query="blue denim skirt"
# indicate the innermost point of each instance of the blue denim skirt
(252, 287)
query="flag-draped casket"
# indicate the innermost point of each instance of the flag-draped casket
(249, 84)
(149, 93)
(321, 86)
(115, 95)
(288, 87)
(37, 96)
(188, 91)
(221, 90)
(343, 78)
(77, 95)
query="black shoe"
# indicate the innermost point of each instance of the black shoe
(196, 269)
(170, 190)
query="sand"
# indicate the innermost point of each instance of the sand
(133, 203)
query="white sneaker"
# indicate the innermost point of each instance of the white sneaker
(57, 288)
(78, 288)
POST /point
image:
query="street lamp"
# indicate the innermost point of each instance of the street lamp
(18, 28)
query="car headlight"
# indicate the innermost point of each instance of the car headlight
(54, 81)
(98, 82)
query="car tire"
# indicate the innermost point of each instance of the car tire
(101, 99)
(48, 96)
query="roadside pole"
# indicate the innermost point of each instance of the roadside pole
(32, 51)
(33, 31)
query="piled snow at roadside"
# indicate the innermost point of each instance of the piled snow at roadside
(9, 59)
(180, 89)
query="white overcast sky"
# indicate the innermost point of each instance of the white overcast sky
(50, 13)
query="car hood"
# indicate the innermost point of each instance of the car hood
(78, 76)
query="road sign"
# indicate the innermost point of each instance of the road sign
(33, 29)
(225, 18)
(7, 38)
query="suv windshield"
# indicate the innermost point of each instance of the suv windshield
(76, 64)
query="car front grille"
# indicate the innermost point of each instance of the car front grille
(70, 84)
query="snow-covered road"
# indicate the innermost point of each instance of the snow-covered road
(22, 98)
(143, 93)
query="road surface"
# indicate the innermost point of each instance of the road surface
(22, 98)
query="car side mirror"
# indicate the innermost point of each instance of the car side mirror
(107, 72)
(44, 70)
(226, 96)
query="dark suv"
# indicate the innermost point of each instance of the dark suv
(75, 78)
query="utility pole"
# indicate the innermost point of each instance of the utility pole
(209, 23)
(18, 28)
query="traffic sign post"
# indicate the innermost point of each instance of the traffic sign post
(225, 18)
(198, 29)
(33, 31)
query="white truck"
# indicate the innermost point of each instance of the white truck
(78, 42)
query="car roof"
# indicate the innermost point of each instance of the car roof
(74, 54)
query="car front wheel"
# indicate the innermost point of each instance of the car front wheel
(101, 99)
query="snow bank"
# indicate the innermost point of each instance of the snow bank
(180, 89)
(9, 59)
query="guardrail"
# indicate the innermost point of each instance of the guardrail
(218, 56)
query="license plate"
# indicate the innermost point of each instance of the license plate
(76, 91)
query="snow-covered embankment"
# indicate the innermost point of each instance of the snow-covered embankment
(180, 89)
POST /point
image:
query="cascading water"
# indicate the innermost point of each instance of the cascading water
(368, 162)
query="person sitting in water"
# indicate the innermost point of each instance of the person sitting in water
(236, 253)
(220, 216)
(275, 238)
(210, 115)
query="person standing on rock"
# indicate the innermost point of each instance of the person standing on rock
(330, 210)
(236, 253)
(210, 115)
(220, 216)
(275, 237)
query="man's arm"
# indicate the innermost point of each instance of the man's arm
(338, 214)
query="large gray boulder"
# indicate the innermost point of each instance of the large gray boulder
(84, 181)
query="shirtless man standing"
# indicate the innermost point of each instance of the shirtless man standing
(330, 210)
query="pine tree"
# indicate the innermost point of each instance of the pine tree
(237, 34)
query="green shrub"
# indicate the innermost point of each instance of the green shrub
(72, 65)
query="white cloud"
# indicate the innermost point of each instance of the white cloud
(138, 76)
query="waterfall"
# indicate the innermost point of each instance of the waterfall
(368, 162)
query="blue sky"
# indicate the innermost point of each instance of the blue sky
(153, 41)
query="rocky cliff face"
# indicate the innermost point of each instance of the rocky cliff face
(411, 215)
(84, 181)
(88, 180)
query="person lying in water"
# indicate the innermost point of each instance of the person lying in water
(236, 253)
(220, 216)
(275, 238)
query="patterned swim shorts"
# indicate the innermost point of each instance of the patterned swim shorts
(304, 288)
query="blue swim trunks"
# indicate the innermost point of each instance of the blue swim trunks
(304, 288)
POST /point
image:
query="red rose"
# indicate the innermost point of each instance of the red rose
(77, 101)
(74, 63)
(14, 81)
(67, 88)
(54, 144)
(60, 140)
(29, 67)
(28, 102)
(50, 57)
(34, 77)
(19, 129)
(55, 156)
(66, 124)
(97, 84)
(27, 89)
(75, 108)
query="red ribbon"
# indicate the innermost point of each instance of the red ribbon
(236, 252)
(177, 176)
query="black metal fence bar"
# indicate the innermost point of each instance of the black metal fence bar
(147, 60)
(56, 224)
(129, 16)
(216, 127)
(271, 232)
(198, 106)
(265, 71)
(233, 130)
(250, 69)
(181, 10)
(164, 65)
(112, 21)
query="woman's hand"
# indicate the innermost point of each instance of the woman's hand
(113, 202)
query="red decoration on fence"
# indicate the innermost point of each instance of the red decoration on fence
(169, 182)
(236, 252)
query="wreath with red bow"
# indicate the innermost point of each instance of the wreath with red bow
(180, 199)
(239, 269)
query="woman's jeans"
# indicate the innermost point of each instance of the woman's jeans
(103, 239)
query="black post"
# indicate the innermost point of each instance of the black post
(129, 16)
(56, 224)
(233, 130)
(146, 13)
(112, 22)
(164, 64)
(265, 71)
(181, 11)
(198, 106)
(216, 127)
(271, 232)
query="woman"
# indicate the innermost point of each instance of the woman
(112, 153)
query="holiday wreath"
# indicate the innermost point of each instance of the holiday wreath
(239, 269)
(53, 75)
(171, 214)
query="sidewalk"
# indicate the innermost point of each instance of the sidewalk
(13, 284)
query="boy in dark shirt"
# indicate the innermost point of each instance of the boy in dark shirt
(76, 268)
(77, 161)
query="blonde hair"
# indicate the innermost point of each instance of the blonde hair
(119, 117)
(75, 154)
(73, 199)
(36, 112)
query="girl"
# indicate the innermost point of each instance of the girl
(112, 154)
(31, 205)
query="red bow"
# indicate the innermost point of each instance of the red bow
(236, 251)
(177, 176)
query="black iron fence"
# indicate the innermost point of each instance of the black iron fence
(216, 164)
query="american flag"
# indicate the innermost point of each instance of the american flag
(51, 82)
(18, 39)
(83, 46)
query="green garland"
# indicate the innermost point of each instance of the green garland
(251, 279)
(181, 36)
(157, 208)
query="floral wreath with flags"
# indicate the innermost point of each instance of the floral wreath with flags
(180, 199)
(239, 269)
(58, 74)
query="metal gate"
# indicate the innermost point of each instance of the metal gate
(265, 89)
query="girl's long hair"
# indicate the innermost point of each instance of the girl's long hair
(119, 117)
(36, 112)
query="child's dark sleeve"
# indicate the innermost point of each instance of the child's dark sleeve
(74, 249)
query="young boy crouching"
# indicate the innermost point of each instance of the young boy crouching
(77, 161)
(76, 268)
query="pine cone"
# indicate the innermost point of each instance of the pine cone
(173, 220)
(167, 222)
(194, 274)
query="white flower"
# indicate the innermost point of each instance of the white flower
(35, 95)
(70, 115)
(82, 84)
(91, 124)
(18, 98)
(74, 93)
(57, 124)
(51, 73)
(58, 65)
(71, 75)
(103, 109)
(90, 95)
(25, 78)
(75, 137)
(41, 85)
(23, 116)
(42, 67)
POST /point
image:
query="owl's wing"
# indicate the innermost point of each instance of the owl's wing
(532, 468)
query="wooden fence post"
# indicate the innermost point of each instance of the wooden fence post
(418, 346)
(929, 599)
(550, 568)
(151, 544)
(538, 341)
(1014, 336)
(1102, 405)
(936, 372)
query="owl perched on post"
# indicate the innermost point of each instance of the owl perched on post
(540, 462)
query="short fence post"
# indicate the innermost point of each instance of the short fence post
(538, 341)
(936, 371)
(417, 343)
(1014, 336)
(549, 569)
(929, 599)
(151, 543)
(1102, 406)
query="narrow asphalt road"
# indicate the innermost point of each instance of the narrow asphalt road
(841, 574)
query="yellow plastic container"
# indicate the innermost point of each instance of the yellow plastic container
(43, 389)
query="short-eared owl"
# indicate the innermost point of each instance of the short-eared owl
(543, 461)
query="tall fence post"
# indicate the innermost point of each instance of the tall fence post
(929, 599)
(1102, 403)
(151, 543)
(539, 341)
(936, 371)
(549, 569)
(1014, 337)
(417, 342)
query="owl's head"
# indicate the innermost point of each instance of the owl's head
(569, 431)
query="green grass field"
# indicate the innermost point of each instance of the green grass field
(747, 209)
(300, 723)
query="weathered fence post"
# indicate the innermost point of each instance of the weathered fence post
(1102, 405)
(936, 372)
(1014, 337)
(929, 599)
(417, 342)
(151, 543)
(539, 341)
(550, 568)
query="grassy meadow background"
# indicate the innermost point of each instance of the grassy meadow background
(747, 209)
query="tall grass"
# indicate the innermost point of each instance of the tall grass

━━━━━━━━━━━━━━━━━━━━━━━━━━━━━━

* [REQUIRED WORK]
How many lines in the listing above contain the string "cliff"? Case matters. Reply with the number alone.

* [SOLUTION FOR THIS TASK]
2